**SOURCE INFORMATION**
################

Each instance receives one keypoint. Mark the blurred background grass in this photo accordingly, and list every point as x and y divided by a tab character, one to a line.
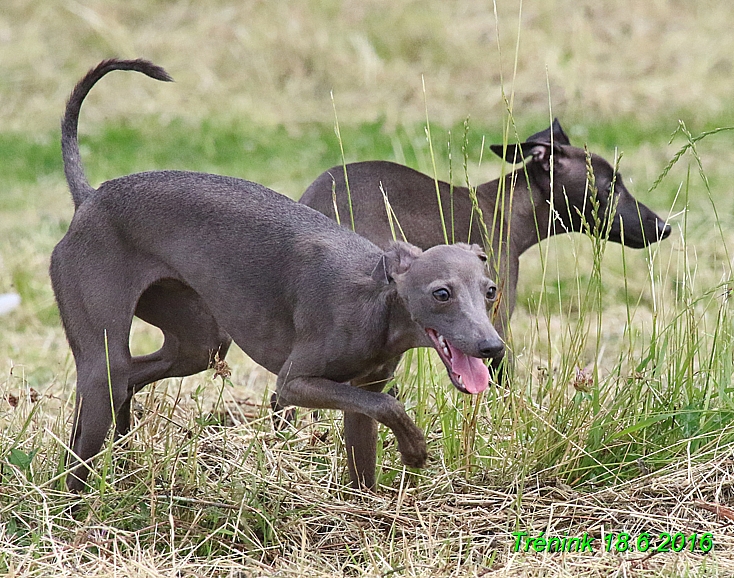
253	98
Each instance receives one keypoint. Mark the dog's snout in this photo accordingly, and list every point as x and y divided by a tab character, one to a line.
491	348
663	230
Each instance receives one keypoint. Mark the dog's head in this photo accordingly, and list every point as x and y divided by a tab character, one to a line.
446	290
619	214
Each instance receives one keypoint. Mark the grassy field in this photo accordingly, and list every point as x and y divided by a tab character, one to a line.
618	416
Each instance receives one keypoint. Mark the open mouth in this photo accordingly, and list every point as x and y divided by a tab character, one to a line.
468	374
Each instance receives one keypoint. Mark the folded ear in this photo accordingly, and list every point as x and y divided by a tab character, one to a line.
537	146
476	249
395	261
559	136
516	153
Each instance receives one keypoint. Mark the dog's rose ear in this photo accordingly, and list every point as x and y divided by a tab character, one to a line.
395	261
537	146
478	251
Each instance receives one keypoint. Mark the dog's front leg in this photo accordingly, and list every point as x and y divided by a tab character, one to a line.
319	393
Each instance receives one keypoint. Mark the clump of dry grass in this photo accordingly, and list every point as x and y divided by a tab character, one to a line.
242	500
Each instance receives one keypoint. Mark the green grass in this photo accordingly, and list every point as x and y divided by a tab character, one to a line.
618	413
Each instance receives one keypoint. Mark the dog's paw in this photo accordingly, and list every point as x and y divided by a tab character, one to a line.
417	455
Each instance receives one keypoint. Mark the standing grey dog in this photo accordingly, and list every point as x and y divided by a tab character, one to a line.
515	221
209	259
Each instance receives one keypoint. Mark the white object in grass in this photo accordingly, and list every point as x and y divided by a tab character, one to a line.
8	302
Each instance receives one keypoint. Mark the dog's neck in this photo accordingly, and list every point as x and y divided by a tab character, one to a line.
521	207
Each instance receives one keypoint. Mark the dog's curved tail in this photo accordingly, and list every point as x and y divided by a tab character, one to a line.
73	168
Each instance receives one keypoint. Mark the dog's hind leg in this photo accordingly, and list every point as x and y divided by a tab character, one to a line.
97	325
193	341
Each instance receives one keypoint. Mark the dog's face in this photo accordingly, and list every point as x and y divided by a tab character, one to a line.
446	291
619	215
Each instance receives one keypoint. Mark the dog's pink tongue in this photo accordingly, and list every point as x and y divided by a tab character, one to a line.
474	374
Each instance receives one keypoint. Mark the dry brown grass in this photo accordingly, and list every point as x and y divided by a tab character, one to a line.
276	62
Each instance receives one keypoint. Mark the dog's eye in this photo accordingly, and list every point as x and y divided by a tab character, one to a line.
442	295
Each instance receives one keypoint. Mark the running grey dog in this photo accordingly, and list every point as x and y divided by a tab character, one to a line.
515	222
208	259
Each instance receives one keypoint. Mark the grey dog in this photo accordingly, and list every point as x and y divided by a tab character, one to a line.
531	204
209	259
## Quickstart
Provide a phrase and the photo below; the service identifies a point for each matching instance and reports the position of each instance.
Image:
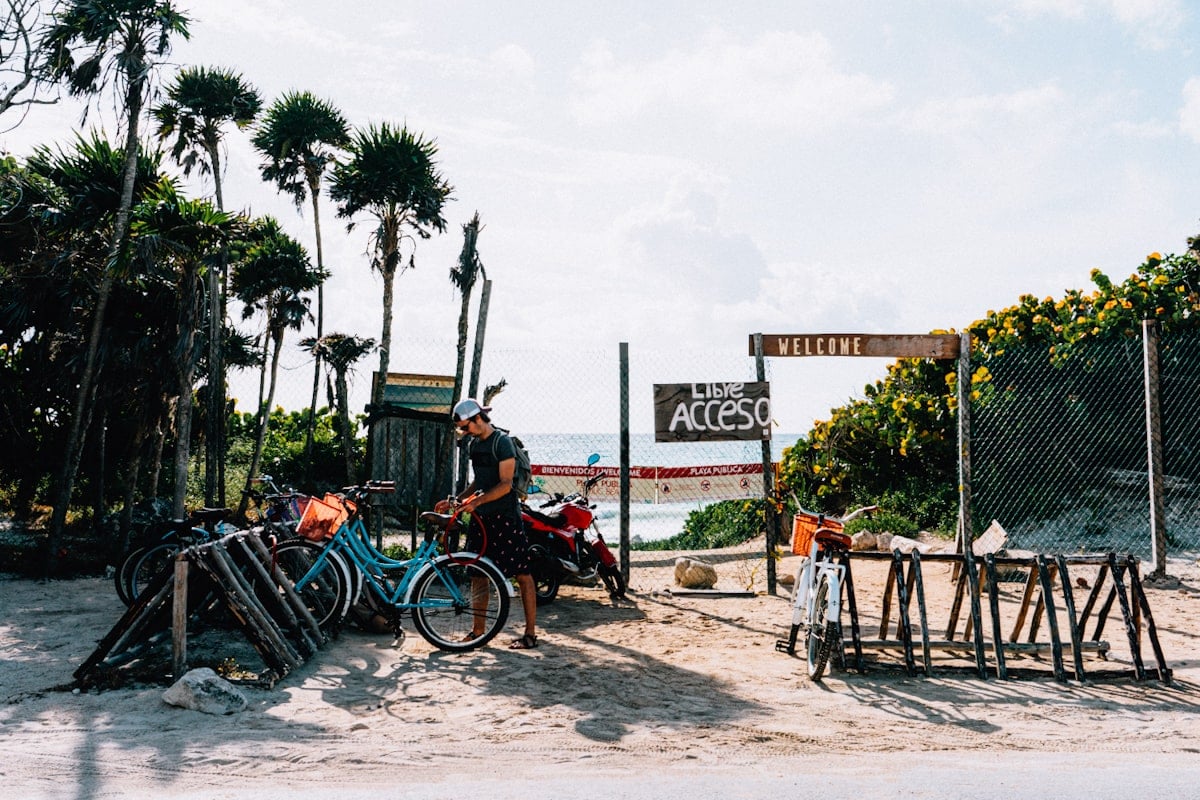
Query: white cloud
(779, 80)
(1155, 24)
(957, 115)
(1189, 114)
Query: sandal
(527, 642)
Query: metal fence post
(1155, 447)
(624, 461)
(768, 505)
(964, 391)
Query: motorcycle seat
(550, 519)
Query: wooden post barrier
(905, 582)
(237, 573)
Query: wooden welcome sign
(888, 346)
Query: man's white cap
(468, 408)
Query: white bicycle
(816, 596)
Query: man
(495, 507)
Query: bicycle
(450, 595)
(143, 563)
(816, 596)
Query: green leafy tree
(271, 277)
(88, 42)
(190, 235)
(391, 176)
(299, 138)
(340, 352)
(201, 102)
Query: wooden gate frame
(1038, 593)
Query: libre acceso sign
(718, 411)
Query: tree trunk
(315, 192)
(215, 398)
(347, 433)
(389, 278)
(66, 477)
(133, 473)
(276, 337)
(187, 318)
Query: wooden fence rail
(1117, 582)
(235, 573)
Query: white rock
(203, 690)
(863, 540)
(906, 545)
(694, 573)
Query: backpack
(523, 471)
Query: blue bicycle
(459, 600)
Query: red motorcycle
(567, 546)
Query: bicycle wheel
(613, 581)
(124, 575)
(450, 596)
(823, 632)
(154, 559)
(327, 590)
(545, 584)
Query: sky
(679, 175)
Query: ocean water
(647, 521)
(643, 451)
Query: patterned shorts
(505, 545)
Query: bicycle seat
(441, 521)
(205, 516)
(832, 540)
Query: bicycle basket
(322, 518)
(804, 525)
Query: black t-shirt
(485, 464)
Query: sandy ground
(663, 696)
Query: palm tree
(299, 138)
(58, 217)
(120, 38)
(463, 276)
(271, 277)
(390, 175)
(202, 100)
(340, 352)
(191, 236)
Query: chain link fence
(564, 405)
(1059, 446)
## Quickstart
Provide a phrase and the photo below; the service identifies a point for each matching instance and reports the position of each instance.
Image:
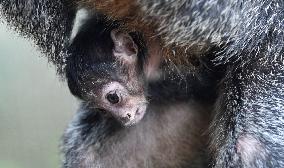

################

**TO DO**
Every picture stays out; reproduce exactly the lines from the one with "Query: sandy ground" through the last line of the data above.

**EXERCISE ANSWER**
Query: sandy ground
(663, 696)
Query: palm tree
(299, 138)
(58, 217)
(120, 38)
(463, 276)
(271, 277)
(390, 175)
(202, 100)
(340, 352)
(191, 236)
Query: chain link fence
(564, 405)
(1059, 446)
## Quickstart
Provide a phrase and the photo below; the service identifies a point for each matching instance and reports the position of each instance.
Image:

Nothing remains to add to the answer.